Copy out the article below on how micromanagement drains creative work, word for word from start to finish.
--- BEGIN Source ---
Parliament | You Can Feel The Hate

When Creative Work Loses Its Soul

We have so many great client partners in the creative process. And we have learned a few things about producing great work in the last fifteen years. I like to sum it up with the phrase, “you can feel the hate” — otherwise known as, the slow death of emotional engagement through micromanagement.

I also have a lot of empathy for clients working with creative agencies. I imagine it feels like talking to my bookkeeper, who I recently told, “Talk to me like your 7th-grade sister, who you think is really smart.”

So here are some of my best tips (and cautionary tales) for keeping that work “happy” and keeping the “hate” at bay.

Know The Process

A well-mapped process is key to the success of a creative project. It can be hard to craft these processes without a decent amount of experience (that freelancer ghosting you again, hmmm?)

  1. Understand the process thoroughly

  2. Ask TONS of questions, they are never silly or stupid, we love them!

  3. Make sure you feel like you understand your role vs their role

  4. If they don’t tell you how they want to receive feedback, ask, and ask for it to be in a way that suits you. We love a good Loom or a phone call if written feedback isn’t your thing.

  5. Be ready with examples. Words are key to explaining what you are looking for, but often it is in the language where things go awry. What you might describe as vintage or classic won’t be to the 25-year-old designer on the team.

Download our Project Roadmap Doc to share with your creative partner if they don’t have one.

Don’t Crowd Source

This is the kiss of death for excellent work.
--- END Source ---
--- BEGIN Data block ---
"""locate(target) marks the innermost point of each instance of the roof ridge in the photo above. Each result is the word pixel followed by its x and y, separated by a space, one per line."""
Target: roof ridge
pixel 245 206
--- END Data block ---
» **Exercise response**:
Parliament | You Can Feel The Hate

When Creative Work Loses Its Soul

We have so many great client partners in the creative process. And we have learned a few things about producing great work in the last fifteen years. I like to sum it up with the phrase, “you can feel the hate” — otherwise known as, the slow death of emotional engagement through micromanagement.

I also have a lot of empathy for clients working with creative agencies. I imagine it feels like talking to my bookkeeper, who I recently told, “Talk to me like your 7th-grade sister, who you think is really smart.”

So here are some of my best tips (and cautionary tales) for keeping that work “happy” and keeping the “hate” at bay.

Know The Process

A well-mapped process is key to the success of a creative project. It can be hard to craft these processes without a decent amount of experience (that freelancer ghosting you again, hmmm?)

  1. Understand the process thoroughly

  2. Ask TONS of questions, they are never silly or stupid, we love them!

  3. Make sure you feel like you understand your role vs their role

  4. If they don’t tell you how they want to receive feedback, ask, and ask for it to be in a way that suits you. We love a good Loom or a phone call if written feedback isn’t your thing.

  5. Be ready with examples. Words are key to explaining what you are looking for, but often it is in the language where things go awry. What you might describe as vintage or classic won’t be to the 25-year-old designer on the team.

Download our Project Roadmap Doc to share with your creative partner if they don’t have one.

Don’t Crowd Source

This is the kiss of death for excellent work.